- _Exercise 1_:
Please rewrite the part of the antioxidant article that begins at "The antioxidant, N-acetylcysteine, is" and ends after "mice, researchers found.", changing "lab mice" to "laboratory mice".
- _Exercise 2_:
Write the next few sentences of the antioxidant article, picking up after its last sentence.

- _Excerpt to read_:
--- START ---
Popular antioxidant seems to spread skin cancer cells in mouse research
A man-made antioxidant appears to accelerate the spread of skin cancer in mice, raising questions about its safety in humans, researchers say.
The antioxidant, N-acetylcysteine, is used to relieve mucus production in patients with chronic obstructive pulmonary disease (COPD), said study senior author Martin Bergo, a professor at the University of Gothenburg in Sweden.
It also is used as a supplement by people who believe that the antioxidant can help reduce exercise-related muscle damage, burn fat and prevent fatigue, Bergo added.
But water laced with N-acetylcysteine appeared to speed up the spread of melanoma, the potentially deadly skin cancer, in lab mice, researchers found.
The antioxidant had no effect on the number and size of tumors, but it enhanced the migration and invasion of these tumors to other parts of the body, the research team reported Oct. 7 in the journal Science Translational Medicine.
N-acetylcysteine was linked to a doubling of the number of lymph-node tumors in mice who drank the laced water, compared to untreated animals, according to the findings.
Previously, the same research team reported that certain antioxidants can spur lung tumor growth in mice.
Antioxidants are believed to protect healthy cells from damage caused by unstable molecules called "free radicals," according to the U.S. National Institutes of Health (NIH).
However, Bergo believes that antioxidants like N-acetylcysteine also protect cancer cells from free radicals that might otherwise slow their growth or keep them from spreading to other parts of the body.
--- END ---
- _Records supplied_:
--- START ---
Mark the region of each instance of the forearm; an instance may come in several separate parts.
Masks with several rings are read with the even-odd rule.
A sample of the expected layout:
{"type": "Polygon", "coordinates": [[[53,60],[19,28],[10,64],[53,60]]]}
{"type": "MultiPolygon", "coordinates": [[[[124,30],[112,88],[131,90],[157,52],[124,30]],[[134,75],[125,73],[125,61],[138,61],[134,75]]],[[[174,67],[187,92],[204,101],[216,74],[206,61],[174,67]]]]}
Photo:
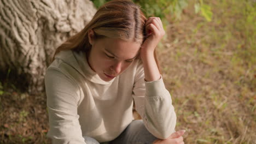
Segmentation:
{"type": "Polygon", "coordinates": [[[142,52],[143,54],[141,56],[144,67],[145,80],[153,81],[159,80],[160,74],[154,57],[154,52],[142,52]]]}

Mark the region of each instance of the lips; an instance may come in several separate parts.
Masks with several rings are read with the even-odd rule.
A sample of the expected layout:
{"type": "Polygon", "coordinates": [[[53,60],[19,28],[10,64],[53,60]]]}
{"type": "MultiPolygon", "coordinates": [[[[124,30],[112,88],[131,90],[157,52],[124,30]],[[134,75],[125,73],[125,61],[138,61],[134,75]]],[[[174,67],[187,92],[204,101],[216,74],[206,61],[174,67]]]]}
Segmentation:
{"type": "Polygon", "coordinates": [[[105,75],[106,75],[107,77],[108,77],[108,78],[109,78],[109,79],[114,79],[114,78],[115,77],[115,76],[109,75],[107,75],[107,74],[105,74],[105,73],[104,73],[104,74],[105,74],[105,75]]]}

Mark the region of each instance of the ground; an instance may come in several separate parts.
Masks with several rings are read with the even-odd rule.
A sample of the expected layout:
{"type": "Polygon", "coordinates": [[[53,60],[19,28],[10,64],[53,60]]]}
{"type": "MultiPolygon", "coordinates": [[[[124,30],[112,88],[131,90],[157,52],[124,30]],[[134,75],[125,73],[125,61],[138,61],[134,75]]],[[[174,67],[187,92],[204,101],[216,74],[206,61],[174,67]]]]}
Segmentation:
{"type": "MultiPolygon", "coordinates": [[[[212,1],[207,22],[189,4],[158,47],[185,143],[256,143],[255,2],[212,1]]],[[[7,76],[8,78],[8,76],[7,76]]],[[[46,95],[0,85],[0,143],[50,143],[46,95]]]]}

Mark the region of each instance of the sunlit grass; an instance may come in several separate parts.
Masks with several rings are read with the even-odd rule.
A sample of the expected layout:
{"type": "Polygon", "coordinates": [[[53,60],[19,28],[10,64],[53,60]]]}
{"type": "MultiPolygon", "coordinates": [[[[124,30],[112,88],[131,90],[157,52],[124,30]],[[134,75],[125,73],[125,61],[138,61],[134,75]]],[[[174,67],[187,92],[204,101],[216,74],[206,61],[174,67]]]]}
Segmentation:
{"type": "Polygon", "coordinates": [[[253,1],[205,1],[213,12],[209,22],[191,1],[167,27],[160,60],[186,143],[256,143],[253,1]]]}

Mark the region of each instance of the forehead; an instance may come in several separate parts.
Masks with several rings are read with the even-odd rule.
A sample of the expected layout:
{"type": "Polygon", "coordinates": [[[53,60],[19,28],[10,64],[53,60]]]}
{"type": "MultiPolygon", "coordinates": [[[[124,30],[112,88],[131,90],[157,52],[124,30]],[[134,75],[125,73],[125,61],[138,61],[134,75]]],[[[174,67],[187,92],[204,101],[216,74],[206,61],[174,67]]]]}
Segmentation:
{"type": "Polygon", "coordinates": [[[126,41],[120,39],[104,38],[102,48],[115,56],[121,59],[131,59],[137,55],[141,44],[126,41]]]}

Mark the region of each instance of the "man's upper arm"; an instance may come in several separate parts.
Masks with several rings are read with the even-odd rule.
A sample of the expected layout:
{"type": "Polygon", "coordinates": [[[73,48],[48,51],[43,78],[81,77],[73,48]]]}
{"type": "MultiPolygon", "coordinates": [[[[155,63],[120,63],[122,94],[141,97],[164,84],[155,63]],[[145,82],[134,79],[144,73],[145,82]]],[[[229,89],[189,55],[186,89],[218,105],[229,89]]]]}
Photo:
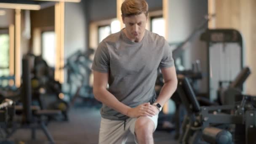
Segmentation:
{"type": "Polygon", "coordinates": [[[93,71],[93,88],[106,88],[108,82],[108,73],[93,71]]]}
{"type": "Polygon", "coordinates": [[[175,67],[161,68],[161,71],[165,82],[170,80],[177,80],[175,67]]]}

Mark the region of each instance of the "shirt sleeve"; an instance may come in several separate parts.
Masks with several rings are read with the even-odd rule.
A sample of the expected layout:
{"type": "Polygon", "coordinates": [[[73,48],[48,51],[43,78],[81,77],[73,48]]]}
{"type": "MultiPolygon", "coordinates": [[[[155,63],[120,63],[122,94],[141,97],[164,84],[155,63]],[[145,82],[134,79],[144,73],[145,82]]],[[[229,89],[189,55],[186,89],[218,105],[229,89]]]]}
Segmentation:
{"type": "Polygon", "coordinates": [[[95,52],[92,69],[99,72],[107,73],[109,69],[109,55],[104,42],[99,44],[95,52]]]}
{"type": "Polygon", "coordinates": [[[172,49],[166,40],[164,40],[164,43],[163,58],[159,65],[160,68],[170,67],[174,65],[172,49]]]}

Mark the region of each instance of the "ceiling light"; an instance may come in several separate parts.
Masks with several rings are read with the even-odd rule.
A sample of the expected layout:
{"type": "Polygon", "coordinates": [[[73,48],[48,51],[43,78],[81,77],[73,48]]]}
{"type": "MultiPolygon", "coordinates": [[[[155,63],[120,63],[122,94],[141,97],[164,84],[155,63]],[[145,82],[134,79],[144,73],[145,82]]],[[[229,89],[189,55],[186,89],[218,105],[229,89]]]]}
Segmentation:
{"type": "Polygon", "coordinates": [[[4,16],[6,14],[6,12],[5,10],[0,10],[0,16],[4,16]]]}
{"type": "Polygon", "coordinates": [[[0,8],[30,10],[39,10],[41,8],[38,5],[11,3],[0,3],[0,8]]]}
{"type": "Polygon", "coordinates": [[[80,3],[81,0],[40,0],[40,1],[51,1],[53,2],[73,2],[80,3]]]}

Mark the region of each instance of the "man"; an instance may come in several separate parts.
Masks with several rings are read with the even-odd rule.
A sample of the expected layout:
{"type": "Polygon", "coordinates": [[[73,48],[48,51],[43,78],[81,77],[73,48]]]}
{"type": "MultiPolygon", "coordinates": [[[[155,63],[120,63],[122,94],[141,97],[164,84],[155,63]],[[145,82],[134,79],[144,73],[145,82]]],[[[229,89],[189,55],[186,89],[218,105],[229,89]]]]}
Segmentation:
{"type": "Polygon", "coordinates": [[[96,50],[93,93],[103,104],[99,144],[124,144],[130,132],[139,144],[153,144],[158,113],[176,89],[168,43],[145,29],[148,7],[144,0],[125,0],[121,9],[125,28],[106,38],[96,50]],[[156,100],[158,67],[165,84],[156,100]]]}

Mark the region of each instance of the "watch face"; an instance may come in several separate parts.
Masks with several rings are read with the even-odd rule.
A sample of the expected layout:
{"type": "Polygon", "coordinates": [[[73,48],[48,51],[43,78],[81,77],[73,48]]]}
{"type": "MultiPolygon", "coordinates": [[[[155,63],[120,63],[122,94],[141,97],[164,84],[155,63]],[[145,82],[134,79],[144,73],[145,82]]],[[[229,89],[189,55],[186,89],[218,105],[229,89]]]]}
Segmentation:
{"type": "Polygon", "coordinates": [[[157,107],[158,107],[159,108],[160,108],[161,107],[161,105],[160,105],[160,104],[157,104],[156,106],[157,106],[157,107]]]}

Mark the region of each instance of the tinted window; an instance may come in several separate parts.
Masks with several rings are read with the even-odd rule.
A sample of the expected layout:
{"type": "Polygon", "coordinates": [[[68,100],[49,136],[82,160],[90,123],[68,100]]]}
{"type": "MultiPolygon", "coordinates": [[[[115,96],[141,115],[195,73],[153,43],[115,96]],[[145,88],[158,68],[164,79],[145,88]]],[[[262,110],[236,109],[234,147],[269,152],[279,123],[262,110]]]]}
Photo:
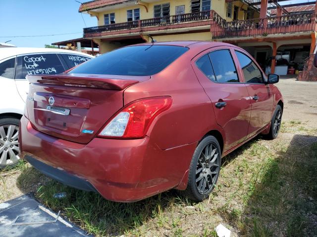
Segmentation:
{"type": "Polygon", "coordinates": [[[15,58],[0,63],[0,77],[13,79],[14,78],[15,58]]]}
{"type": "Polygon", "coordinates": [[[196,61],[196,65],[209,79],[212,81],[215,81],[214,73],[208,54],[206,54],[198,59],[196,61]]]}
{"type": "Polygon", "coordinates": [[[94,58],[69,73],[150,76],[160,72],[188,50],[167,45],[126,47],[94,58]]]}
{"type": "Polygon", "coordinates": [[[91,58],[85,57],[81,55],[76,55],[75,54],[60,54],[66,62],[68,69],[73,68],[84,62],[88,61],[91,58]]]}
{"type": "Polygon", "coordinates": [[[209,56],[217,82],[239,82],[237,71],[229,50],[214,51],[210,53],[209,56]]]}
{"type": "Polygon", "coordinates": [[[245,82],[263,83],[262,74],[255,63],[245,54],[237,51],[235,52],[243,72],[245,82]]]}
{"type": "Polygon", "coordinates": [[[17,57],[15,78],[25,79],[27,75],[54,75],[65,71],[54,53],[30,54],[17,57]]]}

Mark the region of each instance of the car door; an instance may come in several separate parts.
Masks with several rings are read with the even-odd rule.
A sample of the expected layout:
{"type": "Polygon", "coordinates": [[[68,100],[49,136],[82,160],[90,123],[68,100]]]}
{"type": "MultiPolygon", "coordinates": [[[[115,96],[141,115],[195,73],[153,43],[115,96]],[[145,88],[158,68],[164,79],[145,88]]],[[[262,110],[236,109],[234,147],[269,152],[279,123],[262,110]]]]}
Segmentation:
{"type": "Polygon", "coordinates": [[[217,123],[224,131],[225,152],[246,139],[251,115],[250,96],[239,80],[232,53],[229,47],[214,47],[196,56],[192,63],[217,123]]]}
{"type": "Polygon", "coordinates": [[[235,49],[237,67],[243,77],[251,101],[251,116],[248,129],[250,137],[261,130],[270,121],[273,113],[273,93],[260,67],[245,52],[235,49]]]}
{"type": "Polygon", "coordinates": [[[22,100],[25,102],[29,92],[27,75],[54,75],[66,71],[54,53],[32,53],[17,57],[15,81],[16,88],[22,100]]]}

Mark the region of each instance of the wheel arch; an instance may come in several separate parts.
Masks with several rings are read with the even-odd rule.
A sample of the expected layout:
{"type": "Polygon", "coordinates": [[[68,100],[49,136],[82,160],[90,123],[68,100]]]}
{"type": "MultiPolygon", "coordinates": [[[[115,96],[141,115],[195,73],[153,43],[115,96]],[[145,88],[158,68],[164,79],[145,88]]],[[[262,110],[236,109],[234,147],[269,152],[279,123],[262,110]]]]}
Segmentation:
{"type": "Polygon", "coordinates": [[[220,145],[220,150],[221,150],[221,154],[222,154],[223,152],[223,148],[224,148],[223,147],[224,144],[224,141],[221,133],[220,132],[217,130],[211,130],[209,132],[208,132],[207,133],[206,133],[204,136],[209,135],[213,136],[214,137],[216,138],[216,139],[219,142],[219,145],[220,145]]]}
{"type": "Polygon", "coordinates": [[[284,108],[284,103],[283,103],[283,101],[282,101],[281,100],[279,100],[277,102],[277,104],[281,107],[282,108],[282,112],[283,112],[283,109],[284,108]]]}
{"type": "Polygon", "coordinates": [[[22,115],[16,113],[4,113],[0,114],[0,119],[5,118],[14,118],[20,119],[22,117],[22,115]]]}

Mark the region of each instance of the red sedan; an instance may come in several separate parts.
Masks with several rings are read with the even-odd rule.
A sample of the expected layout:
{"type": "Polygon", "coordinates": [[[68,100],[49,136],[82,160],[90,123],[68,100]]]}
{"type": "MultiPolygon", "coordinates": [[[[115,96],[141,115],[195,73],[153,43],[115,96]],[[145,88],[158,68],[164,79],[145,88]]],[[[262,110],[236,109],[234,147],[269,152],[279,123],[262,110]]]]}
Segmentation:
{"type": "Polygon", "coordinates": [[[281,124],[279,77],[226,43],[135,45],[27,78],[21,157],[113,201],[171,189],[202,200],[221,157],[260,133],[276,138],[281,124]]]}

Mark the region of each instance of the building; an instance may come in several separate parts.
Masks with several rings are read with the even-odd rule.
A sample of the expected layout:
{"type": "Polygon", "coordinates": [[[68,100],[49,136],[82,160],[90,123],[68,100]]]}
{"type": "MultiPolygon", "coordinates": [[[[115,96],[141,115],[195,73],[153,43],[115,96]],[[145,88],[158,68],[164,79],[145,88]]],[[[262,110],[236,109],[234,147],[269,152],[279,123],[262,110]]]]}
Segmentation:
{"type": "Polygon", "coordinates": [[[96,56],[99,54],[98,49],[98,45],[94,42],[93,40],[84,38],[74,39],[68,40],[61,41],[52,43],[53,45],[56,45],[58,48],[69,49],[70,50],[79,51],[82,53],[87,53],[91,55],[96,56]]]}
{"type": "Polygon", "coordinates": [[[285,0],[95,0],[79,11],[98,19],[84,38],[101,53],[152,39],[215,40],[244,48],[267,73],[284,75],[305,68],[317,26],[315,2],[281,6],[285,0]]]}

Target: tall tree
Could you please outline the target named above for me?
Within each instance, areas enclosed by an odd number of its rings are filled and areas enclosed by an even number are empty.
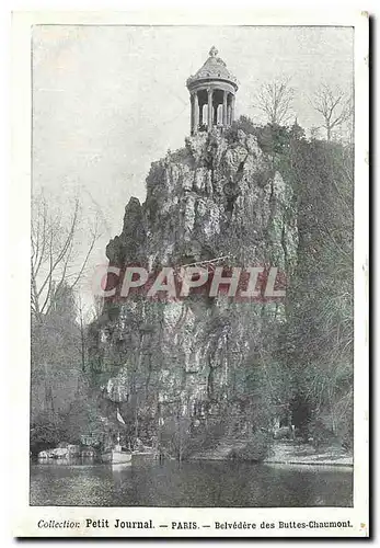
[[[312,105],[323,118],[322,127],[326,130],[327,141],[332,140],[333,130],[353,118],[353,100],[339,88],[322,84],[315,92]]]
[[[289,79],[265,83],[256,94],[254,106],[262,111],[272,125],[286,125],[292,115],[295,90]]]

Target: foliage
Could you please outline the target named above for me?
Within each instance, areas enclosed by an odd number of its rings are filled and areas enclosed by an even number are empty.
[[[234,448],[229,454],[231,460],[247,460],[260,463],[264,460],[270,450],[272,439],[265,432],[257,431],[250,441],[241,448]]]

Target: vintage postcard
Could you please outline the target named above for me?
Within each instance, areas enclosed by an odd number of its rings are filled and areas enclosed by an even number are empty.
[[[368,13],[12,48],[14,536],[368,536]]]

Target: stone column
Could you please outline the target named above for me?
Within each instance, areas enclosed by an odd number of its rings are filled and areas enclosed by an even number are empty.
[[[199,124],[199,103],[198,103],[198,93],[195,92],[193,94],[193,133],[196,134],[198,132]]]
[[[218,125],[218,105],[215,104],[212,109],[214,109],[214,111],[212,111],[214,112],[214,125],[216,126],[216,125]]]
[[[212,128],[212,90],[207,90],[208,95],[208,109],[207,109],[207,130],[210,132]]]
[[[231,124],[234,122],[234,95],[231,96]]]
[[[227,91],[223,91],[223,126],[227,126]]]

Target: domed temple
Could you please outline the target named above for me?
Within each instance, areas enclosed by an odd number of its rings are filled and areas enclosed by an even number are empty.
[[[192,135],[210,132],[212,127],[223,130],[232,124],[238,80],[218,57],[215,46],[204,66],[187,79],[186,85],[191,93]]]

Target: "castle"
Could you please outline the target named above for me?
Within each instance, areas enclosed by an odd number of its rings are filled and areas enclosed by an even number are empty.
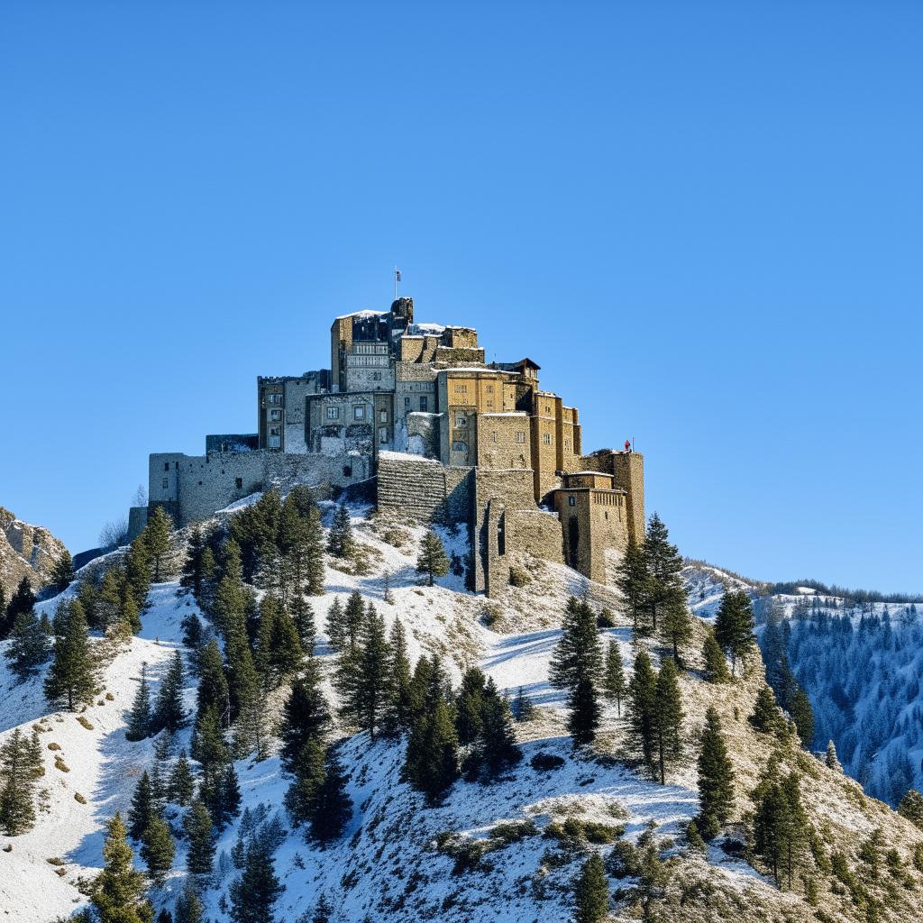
--- END ---
- _Response area 1_:
The antioxidant, N-acetylcysteine, is used to relieve mucus production in patients with chronic obstructive pulmonary disease (COPD), said study senior author Martin Bergo, a professor at the University of Gothenburg in Sweden.
It also is used as a supplement by people who believe that the antioxidant can help reduce exercise-related muscle damage, burn fat and prevent fatigue, Bergo added.
But water laced with N-acetylcysteine appeared to speed up the spread of melanoma, the potentially deadly skin cancer, in laboratory mice, researchers found.

- _Response area 2_:
Other studies have linked high doses of beta-carotene to increased risk of lung cancer in smokers. High doses of vitamin E may increase risk of prostate cancer, the NIH says.
"For people with an increased risk of cancer, this means that taking nutritional supplements containing antioxidants may unintentionally speed up the progression of a small tumor or premalignant lesion, neither of which is possible to detect," Bergo said.
Bergo said his team decided to focus on N-acetylcysteine because it is a potent antioxidant that dissolves quickly in water, which makes it easy to feed to lab mice.
The researchers also performed follow-up lab tests on human melanoma cells, using N-acetylcysteine and vitamin E. Both antioxidants produced similar results in the human skin cancer cells, increasing their ability to migrate and invade other cells.
The boost provided to skin cancer could come from antioxidants' protective benefits. But the research team also found that the antioxidants activated a protein that regulates cellular processes and is likely involved in promoting the spread of cancer.
Bergo recommends that people with cancer or at high risk for cancer avoid antioxidant supplements.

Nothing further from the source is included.